* **Excerpt**:
Storytelling in Latvia 3
15/05/2013 - blog
Last but not least, the third part of this wonderful trip around the Latvian world of folktales.
29th April
After a day of rest with Māra Mellēna, who shows me the city and discovers me many details from Latvian folklore and traditions, on Monday morning I take part at one seminar organized in collaboration with the UNESCO National Commitee in the project ‘Storytime in libraries’, which brings together librarians from all the country. The Lingua franca will be English, and I count on the help of Aldis Pūtelis, a brilliant storyteller and translator, who will translate my words from English into Latvian. Before joining the Seminar I talk a bit with Aldis, to give him some clues for translation. I also tell him about the stories I would like to tell during the seminar. From one story to the other, finding differences and similarities in folktales, he talks me about the water spirits, very present in Latvian folktales. Absorved by stories, I have almost forgotten we have to join the group at the seminar.
The group seem a bit shy to ask at first, but stories help to make people speak, and then very interesting topics about storytelling show up. It is really a pleasure to tell «The Stone Soup» with Aldis: he tells the story in Latvian with such grace and rhythm, and suddenly we are telling the story in two voices, performing a duet where two languages and two ways of telling meet to create something new. People seems to be having fun; so do I. It is great to hear the echo of a story you have told many times in a such musical language as Latvian, looking for similarities, guessing words…
After that, the representative of the Ventspils library says «Mi mother was in Kuldiga at the Ziv Zup festival and she told me that story by phone yesterday, she saw you telling it at the festival!». It seems that oral transmission still works, after all; and even faster, thanks to technology.
And so on, from one misunderstanding to the other, each more funny than the other: all my translation colleagues will be delighted.

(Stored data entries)
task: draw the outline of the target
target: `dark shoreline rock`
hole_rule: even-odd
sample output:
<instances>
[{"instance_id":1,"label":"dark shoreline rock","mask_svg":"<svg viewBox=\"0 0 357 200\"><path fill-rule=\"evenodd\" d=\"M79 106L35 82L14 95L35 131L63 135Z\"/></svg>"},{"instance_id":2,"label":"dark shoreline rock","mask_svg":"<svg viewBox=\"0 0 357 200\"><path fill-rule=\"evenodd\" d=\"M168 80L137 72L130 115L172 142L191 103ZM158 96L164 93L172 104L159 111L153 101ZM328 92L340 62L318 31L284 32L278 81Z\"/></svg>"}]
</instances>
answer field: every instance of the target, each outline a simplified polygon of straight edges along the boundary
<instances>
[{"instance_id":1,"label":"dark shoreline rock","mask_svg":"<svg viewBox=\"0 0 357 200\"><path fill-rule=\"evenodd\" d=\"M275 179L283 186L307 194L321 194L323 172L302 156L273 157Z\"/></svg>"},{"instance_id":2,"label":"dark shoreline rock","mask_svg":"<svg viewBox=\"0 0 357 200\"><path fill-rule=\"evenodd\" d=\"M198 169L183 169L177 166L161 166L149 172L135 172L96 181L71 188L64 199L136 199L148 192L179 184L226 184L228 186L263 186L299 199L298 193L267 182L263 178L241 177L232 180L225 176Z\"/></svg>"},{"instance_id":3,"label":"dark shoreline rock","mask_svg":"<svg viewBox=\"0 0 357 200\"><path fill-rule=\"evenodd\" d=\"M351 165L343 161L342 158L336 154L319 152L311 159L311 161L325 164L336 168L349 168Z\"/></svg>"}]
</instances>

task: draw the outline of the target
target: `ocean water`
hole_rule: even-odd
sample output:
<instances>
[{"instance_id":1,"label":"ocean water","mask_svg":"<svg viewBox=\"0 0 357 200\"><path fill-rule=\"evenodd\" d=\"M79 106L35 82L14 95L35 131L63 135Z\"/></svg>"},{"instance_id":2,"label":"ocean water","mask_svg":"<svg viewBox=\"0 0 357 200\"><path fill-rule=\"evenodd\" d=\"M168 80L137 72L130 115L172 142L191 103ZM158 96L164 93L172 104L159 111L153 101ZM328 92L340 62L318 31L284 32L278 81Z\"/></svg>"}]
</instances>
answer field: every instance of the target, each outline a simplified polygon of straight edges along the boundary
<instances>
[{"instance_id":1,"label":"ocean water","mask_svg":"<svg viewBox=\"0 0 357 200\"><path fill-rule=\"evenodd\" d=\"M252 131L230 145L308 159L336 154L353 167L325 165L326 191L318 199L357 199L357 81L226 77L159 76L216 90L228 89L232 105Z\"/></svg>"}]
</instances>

* **The task**:
Change "technology" to "the telephone" in the passage of the blog post on storytelling in Latvia starting at "The group seem" and ending at "thanks to technology.", and give that passage again.

* **Output of the task**:
The group seem a bit shy to ask at first, but stories help to make people speak, and then very interesting topics about storytelling show up. It is really a pleasure to tell «The Stone Soup» with Aldis: he tells the story in Latvian with such grace and rhythm, and suddenly we are telling the story in two voices, performing a duet where two languages and two ways of telling meet to create something new. People seems to be having fun; so do I. It is great to hear the echo of a story you have told many times in a such musical language as Latvian, looking for similarities, guessing words…
After that, the representative of the Ventspils library says «Mi mother was in Kuldiga at the Ziv Zup festival and she told me that story by phone yesterday, she saw you telling it at the festival!». It seems that oral transmission still works, after all; and even faster, thanks to the telephone.